▶ Texto proporcionado:
En lógica correspondencia, ellos nos visitaron en Alicante.  Recuerdo aquel Opel Vectra de color azul marino en el que venían y, especialmente, el mazacote de teléfono inalámbrico que acompañaba a Juan Manuel y le mantenía localizable, alerta y al pie del cañón, por si sobrevenía cualquier emergencia en los montes o en los polígonos industriales de Andalucía. Les mostramos algunas cosas de nuestra tierra, primordialmente los maravillosos acantilados que conforman el cabo de Sant Antoni y el Misteri d’Elx, las anchoas del Mercado Central, las gambas rojas del Pegolí y los turrones de Xixona y Alacant. Durante los ‘ires’ y ‘venires’, en esos viajes de ida y vuelta, a lo largo y ancho de sus visitas y de nuestras correspondencias, fuimos forjando una sólida amistad, que perdura hasta hoy.

En ese tiempo compartido, admiré tanto la sabiduría científica y tecnológica de Juan Manuel como el pragmatismo de Feli. Siempre me deslumbró la portentosa memoria de Juan, su ingente capacidad para recordar cifras y datos, así como los detalles más prolijos del entorno paisajístico, natural, urbano y productivo de Andalucía y del resto del país. Me admiró sobremanera su capacidad para recordar los pormenores de sus viajes y experiencias, su habilidad natural para compaginar la formación científica con el interés sostenido por la cultura, en su más vasto y amplio sentido. Porque Juan Manuel es, más allá de un cualificadísimo experto ambiental, una persona ‘leída’, que se ha afanado durante toda su vida por estar al día en su profesión y en sus aficiones.

Pasó el frenesí de la crianza de nuestros hijos y de la extrema dedicación a nuestros trabajos, que nos absorbieron casi por entero, en una época en la que muchos creímos que estábamos llamados a materializar grandes aspiraciones personales y profesionales. Parecía que llegaba la hora del sosiego, los tiempos de baja intensidad y… justo en ese momento, con un intervalo de pocos meses, a ambos nos sorprendió el zarpazo. Una tranquila mañana de domingo, un cóctel de reacción alérgica y estrés me enviaron una semana a la UCI, de la que logré salir casi indemne.  A Juan Manuel le fue peor. Un accidente cerebrovascular le cazó sobre su bicicleta, mientras practicaba uno de los deportes que le apasionan. Cayó fulminado y sus vidas cambiaron radicalmente. Lo que no logró el infortunio es quebrantar algunas de sus principales cualidades, como el coraje, la obstinación y la tenacidad para no doblegarse ante nada y para luchar por conseguir sus propósitos.

▶ Datos extraídos:

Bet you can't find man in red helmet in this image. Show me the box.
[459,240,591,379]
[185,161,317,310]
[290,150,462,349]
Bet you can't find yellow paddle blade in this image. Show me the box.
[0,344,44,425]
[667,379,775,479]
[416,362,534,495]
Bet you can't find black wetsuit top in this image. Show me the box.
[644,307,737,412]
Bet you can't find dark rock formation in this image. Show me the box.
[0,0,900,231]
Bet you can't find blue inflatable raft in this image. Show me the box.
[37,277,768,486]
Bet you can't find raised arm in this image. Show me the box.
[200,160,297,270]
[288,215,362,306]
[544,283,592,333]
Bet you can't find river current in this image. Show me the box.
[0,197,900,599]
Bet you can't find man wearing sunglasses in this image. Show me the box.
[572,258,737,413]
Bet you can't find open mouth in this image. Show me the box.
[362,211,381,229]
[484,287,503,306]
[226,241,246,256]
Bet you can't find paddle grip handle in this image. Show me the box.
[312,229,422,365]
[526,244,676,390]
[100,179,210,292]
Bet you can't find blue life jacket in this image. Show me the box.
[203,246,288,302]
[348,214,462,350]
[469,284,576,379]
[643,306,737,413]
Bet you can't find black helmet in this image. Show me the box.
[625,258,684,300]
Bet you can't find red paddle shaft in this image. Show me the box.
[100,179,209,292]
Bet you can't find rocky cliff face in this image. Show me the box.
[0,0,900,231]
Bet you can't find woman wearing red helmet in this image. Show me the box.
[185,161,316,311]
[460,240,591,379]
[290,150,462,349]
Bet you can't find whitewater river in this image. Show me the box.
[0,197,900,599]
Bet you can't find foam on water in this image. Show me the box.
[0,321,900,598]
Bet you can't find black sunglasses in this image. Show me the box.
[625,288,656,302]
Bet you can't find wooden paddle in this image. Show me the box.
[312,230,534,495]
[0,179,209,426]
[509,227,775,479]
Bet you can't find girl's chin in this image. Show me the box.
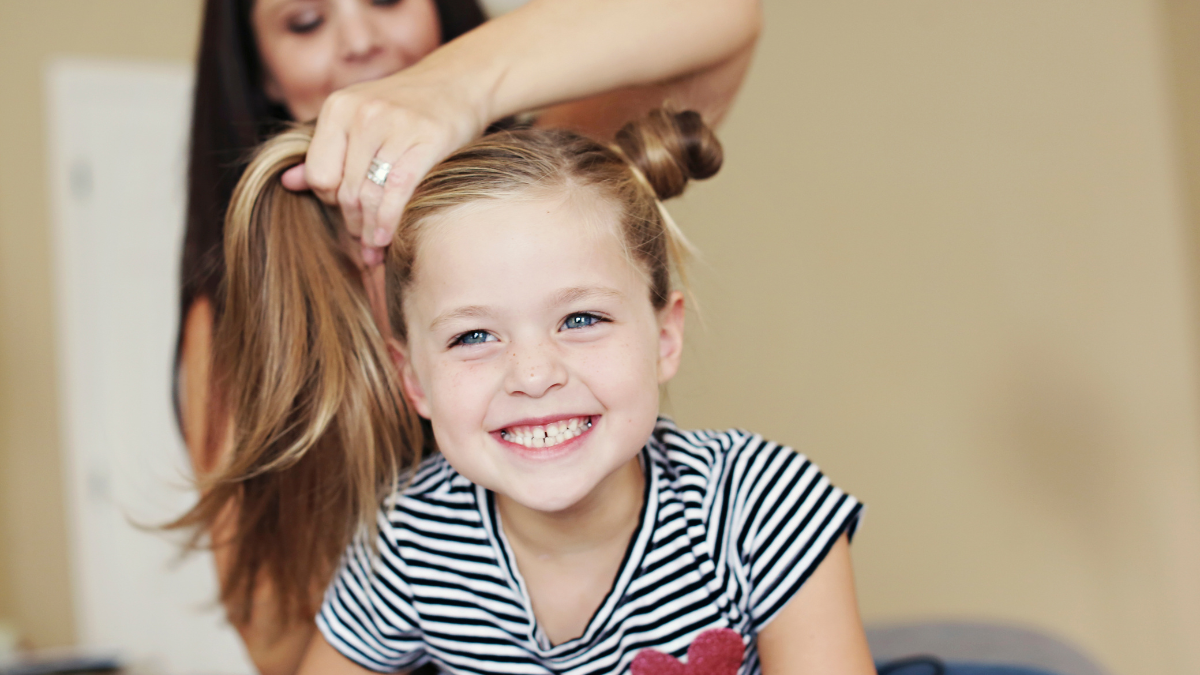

▶ Tareas del ejercicio:
1. Actualiza el texto desde "En ese tiempo" hasta "en sus aficiones.", sustituyendo "pragmatismo" por "sentido práctico".
2. ¿Puedes resumir en menos palabras el párrafo del texto que empieza con "Pasó el frenesí de la crianza", conservando sus hechos principales?
3. Según el texto, ¿qué le ocurrió a Juan Manuel mientras iba en bicicleta?

▶ Respuestas:
1.
En ese tiempo compartido, admiré tanto la sabiduría científica y tecnológica de Juan Manuel como el sentido práctico de Feli. Siempre me deslumbró la portentosa memoria de Juan, su ingente capacidad para recordar cifras y datos, así como los detalles más prolijos del entorno paisajístico, natural, urbano y productivo de Andalucía y del resto del país. Me admiró sobremanera su capacidad para recordar los pormenores de sus viajes y experiencias, su habilidad natural para compaginar la formación científica con el interés sostenido por la cultura, en su más vasto y amplio sentido. Porque Juan Manuel es, más allá de un cualificadísimo experto ambiental, una persona ‘leída’, que se ha afanado durante toda su vida por estar al día en su profesión y en sus aficiones.

2. Tras años absorbidos por la crianza de los hijos y el trabajo, cuando parecía llegar la calma, a ambos les sorprendió un golpe con pocos meses de diferencia. Un domingo, una reacción alérgica unida al estrés llevó a quien escribe una semana a la UCI, de la que salió casi indemne. Juan Manuel sufrió un accidente cerebrovascular mientras montaba en bicicleta, lo que cambió radicalmente sus vidas. Aun así, no perdió su coraje, su obstinación ni su tenacidad.

3. Sufrió un accidente cerebrovascular.